INSTRUCTIONS TO FOLLOW
Give back the line where "Target: ambulance side window" appears and all the lines after it until the listing ends, unchanged and with nothing else.

(Point labeling examples)
════════════════
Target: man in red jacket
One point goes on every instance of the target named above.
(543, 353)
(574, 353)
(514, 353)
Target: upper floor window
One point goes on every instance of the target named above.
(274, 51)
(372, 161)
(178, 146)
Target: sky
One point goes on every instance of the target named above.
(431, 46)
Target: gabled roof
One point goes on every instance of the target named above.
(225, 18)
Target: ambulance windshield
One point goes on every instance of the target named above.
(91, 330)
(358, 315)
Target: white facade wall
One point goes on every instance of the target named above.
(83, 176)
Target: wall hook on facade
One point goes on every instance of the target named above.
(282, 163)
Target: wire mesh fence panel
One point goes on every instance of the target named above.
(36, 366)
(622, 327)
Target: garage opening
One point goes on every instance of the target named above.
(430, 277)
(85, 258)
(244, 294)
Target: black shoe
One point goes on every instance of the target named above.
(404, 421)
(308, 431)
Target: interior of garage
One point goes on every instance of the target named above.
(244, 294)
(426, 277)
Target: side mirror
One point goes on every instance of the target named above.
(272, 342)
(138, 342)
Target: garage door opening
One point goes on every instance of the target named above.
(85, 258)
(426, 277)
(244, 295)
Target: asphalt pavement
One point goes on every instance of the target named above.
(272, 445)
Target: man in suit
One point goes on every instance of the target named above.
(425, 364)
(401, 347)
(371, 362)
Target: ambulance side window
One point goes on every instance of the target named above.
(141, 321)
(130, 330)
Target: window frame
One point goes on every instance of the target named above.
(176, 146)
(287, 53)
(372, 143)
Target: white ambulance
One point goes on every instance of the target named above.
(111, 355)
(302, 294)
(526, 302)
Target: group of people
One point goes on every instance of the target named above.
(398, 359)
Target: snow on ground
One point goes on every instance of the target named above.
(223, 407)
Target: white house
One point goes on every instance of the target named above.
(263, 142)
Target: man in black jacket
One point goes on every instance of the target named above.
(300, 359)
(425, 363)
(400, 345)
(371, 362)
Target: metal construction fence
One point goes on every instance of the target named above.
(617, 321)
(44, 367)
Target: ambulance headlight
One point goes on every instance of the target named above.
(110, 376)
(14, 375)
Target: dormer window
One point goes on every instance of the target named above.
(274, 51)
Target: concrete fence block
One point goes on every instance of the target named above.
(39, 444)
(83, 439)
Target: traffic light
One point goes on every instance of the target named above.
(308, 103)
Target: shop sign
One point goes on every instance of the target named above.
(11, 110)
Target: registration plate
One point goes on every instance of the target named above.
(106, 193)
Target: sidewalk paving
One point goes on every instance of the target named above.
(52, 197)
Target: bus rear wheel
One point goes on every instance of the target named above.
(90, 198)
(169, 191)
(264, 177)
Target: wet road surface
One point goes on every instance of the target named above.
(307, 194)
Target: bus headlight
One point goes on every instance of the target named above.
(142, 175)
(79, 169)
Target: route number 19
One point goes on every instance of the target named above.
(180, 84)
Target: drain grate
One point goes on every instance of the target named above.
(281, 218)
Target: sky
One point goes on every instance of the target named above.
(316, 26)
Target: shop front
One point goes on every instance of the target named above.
════════════════
FINAL RESULT
Target: ambulance side window
One point goes on every instance of the target named above.
(141, 321)
(130, 330)
Target: window frame
One point goes on every instance of the target named above.
(176, 146)
(287, 53)
(372, 143)
Target: white ambulance
One point goes on every instance of the target named above.
(111, 355)
(302, 294)
(526, 302)
Target: group of people
One point goes on every instance of the target named above.
(398, 359)
Target: snow on ground
One point goes on every instance of the target named above.
(223, 407)
Target: white house
One point goes on every instance of the target named above.
(263, 142)
Target: man in black jacket
One point goes on every instance of the target named above.
(300, 359)
(425, 363)
(400, 345)
(371, 362)
Target: metal construction fence
One point goes on every instance of the target named above.
(617, 321)
(44, 367)
Target: ambulance headlight
One point goes on every instance of the target named above.
(110, 376)
(14, 375)
Target: dormer window
One point goes on every instance of the target named above.
(274, 51)
Target: concrete fence block
One point goes on every instance of the target named above.
(39, 444)
(83, 439)
Target: traffic light
One point goes on every instance of the target named above.
(308, 103)
Target: shop sign
One point goes on every instance of the target named above.
(11, 110)
Target: registration plate
One point goes on every instance of the target named above.
(106, 193)
Target: sidewalk paving
One point goes on every instance of the target named above.
(52, 197)
Target: bus rear wheel
One point goes on every instance of the target named above.
(90, 198)
(169, 191)
(264, 177)
Target: wet road surface
One point goes on every instance of the target named above.
(307, 194)
Target: bus headlight
One point goes on every instance of the target named above.
(142, 175)
(79, 169)
Target: route number 19
One point goes on every instance of the target named above.
(180, 84)
Target: drain grate
One point goes on every instance of the target named above.
(281, 218)
Target: sky
One point goes on every instance of the target named above.
(316, 26)
Target: shop front
One point goes on every instance of the target named above.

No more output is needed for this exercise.